The fields of DNA computing, molecular programming and DNA nanotechnology offer exciting new possibilities for organizing and manipulating matter at the nanoscale, and prompt us to think about computation in creative new ways. Molecules reacting in a test tube change state, and counts of molecules can in principle be used to simulate counter machines, all in a highly distributed, asynchronous and stochastic manner. In this talk I’ll give some background on models of molecular programming, focusing on Stochastic Chemical Reaction Networks, and describe some beautiful results and open problems pertaining to this model of computing.

Stochastic Chemical Reaction Networks (CRNs) have traditionally been used to model the dynamics of interacting molecules in a well-mixed solution [1], particularly when the counts of some molecular species is low, in which case mass action kinetics is not a good model. More recently, stochastic CRNs have become a popular model for describing molecular programs - programs that can be executed in a test tube or other wet environment [2, 3]. Reactions are the basic instructions of these programs, acting on molecules in a well-mixed solution. CRNs are closely related to population protocols among resource-limited agents in distributed networks [4], as well as models of gene regulatory networks, infectious diseases and voting processes [5,6,7,8].

Stable Function Computation by CRNs. In one model of predicate computation by CRNs proposed by Angluin et al. [9, 10], inputs are represented by initial counts of certain molecular species in a well-mixed solution of fixed volume. Chen et al. [11] studied function computation in essentially the same model. For example, if the solution contains \(n_1\) copies of species \(X_1\) and \(n_2\) copies of species \(X_2\), then the two reactions of Fig. 1(a) eventually produce a number of Y’s equal to \(n_1+n_2\), while the single reaction of Fig. 1(b) produces a number of Y’s equal to the min of the counts of \(X_1\) and \(X_2\), and the reactions of Fig. 1(c) produce the max of the counts. (Assume that the rate constant associated with each reaction is 1, although these assertions are true regardless of the rate constant.)

Fig. 1.

* [WHAT TO WORK ON]:
1. Repeat everything in the molecular programming passage from "Stochastic Chemical Reaction Networks (CRNs)" down to "voting processes [5,6,7,8].".
2. Carry on writing the molecular programming passage from the point where it ends.
The lines are not needed for anything here.

* [LISTED RECORDS]:
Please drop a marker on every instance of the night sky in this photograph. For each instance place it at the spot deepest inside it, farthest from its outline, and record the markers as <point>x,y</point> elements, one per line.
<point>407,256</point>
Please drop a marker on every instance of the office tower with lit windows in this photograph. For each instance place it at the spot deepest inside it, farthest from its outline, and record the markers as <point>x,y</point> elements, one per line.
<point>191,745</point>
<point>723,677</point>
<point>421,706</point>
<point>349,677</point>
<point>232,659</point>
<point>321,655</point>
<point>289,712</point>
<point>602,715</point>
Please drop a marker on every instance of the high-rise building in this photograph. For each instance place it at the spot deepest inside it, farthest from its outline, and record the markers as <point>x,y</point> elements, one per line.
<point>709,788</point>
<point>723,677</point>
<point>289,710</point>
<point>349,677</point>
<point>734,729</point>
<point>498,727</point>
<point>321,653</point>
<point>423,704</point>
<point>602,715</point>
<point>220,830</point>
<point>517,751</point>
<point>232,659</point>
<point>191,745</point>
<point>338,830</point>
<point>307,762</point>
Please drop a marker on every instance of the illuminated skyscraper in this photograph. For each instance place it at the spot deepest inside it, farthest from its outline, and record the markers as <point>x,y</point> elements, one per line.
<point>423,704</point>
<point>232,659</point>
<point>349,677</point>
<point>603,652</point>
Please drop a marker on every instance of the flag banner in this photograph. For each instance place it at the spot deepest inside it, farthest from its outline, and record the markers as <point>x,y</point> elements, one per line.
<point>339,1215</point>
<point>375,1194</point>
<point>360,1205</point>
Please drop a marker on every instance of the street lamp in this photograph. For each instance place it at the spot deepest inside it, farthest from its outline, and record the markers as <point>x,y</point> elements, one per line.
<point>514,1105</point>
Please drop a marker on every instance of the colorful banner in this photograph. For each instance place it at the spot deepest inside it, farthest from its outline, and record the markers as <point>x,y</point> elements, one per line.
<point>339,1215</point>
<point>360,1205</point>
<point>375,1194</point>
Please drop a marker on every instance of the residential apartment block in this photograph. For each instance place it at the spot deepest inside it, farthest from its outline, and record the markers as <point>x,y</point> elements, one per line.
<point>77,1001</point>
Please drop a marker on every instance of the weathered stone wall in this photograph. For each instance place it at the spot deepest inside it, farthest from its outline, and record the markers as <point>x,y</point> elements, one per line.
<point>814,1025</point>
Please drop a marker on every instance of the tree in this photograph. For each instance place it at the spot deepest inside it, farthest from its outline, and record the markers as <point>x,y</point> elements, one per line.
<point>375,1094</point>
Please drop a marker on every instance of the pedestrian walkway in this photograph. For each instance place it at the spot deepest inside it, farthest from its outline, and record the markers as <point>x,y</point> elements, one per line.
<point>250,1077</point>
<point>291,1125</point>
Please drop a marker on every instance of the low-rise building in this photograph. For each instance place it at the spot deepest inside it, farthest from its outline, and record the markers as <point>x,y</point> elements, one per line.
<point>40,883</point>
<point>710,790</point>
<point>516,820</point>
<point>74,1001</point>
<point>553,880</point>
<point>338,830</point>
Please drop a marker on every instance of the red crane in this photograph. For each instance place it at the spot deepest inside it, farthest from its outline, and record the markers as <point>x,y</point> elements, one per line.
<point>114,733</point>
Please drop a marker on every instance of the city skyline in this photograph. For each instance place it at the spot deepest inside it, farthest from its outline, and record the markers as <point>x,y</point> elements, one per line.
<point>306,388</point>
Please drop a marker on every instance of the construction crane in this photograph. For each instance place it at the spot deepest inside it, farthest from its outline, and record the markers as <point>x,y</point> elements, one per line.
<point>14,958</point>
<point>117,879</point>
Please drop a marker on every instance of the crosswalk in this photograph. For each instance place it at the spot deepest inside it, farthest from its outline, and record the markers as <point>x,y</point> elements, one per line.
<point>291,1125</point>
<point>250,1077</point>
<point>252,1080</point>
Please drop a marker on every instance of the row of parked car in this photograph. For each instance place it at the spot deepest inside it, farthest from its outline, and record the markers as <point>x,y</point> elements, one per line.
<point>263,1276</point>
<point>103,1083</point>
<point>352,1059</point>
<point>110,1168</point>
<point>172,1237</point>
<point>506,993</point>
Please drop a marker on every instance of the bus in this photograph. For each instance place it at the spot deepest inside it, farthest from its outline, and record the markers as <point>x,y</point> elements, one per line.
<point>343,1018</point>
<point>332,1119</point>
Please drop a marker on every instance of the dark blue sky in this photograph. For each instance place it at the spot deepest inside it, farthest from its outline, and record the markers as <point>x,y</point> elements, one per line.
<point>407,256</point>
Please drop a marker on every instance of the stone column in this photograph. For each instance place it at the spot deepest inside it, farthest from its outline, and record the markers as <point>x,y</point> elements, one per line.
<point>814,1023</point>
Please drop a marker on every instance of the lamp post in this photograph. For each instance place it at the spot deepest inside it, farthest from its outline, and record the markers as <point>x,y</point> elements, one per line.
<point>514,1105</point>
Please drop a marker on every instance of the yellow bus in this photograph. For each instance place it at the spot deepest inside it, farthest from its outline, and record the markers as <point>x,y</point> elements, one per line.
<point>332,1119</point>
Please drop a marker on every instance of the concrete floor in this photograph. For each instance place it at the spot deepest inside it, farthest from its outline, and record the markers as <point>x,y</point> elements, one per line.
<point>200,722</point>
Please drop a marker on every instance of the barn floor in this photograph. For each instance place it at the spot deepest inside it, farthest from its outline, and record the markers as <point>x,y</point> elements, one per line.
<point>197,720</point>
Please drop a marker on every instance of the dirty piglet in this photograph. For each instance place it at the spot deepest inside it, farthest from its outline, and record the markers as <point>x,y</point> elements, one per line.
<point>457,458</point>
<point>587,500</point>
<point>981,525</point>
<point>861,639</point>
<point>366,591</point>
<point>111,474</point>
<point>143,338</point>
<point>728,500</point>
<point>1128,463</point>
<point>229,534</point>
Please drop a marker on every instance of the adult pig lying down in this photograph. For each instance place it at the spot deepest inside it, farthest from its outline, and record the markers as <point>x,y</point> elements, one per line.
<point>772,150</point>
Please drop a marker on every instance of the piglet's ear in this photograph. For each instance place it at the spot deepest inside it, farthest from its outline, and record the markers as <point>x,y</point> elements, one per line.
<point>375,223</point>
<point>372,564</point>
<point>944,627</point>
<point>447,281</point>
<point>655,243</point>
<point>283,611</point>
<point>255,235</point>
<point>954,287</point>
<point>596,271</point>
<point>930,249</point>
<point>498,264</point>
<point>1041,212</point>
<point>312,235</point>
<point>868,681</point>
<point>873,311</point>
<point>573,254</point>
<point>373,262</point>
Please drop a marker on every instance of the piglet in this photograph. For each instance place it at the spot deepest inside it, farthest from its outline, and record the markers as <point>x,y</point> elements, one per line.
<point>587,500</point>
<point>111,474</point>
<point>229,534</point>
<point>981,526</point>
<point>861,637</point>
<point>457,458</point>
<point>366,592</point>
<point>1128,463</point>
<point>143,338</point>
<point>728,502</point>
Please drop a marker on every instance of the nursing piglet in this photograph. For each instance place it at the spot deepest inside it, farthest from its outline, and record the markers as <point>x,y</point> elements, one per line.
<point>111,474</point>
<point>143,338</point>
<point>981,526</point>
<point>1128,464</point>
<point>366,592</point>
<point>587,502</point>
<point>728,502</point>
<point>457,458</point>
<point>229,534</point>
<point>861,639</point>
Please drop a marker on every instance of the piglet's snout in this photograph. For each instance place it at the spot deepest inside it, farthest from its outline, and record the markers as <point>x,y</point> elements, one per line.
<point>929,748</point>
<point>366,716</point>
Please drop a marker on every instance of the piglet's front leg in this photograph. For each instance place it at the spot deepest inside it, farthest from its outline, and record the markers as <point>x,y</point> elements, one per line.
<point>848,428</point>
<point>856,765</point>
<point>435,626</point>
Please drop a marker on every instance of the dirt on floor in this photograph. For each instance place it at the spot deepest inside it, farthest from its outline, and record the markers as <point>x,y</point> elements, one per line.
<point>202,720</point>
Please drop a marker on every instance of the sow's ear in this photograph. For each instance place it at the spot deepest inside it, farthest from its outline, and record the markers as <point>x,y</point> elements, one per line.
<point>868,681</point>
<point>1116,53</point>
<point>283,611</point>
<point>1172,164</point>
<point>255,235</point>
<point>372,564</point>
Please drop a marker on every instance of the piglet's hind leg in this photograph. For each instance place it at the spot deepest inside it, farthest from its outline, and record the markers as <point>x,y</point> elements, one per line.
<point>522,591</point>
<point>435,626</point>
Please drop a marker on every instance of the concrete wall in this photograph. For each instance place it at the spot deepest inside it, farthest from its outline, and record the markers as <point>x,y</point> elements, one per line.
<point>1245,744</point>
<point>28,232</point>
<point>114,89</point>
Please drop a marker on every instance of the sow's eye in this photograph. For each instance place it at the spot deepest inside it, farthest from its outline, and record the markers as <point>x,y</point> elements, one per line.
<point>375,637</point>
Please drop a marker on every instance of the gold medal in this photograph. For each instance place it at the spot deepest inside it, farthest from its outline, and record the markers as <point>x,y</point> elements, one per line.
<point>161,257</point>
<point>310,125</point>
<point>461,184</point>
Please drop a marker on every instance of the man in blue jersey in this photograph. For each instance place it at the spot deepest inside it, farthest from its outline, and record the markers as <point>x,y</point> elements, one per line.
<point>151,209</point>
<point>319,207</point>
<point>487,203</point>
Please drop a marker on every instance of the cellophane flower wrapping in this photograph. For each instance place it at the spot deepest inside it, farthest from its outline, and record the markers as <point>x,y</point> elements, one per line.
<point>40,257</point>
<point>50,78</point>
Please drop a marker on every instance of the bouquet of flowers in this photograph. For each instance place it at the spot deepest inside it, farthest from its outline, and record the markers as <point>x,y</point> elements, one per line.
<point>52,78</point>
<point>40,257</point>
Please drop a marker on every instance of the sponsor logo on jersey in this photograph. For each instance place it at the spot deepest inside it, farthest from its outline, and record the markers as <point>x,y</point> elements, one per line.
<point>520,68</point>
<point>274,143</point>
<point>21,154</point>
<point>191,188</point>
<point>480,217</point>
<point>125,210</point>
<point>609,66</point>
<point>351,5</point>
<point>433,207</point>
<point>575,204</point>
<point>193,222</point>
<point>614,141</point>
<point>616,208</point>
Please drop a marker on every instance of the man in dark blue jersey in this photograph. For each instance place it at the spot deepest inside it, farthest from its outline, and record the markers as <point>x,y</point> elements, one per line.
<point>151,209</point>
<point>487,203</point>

* [SET OF ANSWERS]:
1.
Stochastic Chemical Reaction Networks (CRNs) have traditionally been used to model the dynamics of interacting molecules in a well-mixed solution [1], particularly when the counts of some molecular species is low, in which case mass action kinetics is not a good model. More recently, stochastic CRNs have become a popular model for describing molecular programs - programs that can be executed in a test tube or other wet environment [2, 3]. Reactions are the basic instructions of these programs, acting on molecules in a well-mixed solution. CRNs are closely related to population protocols among resource-limited agents in distributed networks [4], as well as models of gene regulatory networks, infectious diseases and voting processes [5,6,7,8].

2.
figure 1

Simple CRNs for stably computing the (a) sum, (b) min and (c) max of the counts of two molecular species \(X_1\) and \(X_2\). The output is represented by the number of copies of species Y. The CRN of part (c) integrates the CRN of part (a) with a slight variant of part (b), thereby computing the max as the sum minus the min.

The evolution of a “computation” by a CRN can be described as a sequence of configurations, where each configuration is a vector of counts of molecular species and the initial configuration describes initial species counts. There is an underlying probabilistic model, consistent with the principles of chemical reactions (under fixed environmental conditions such as temperature), that determines the rates and relative likelihoods of reactions as a function of molecular species counts, reaction rate constants, and the volume of the enclosing solution. From this probabilistic model, notions of correctness (perhaps allowing for a small probability of error) as well as efficiency (depending on reaction rates, which in turn depend on rate constants and counts of molecular reactants) can be formulated.

All of the CRNs of Fig. 1 compute their functions stably [9,10,11]: on any computation, a configuration is eventually reached with probability 1 in which the counts of output species are consistent with the function being computed, and once reached, the counts never change subsequently. The class of functions that can be stably computed by CRNs is exactly the semi-linear functions [10, 11].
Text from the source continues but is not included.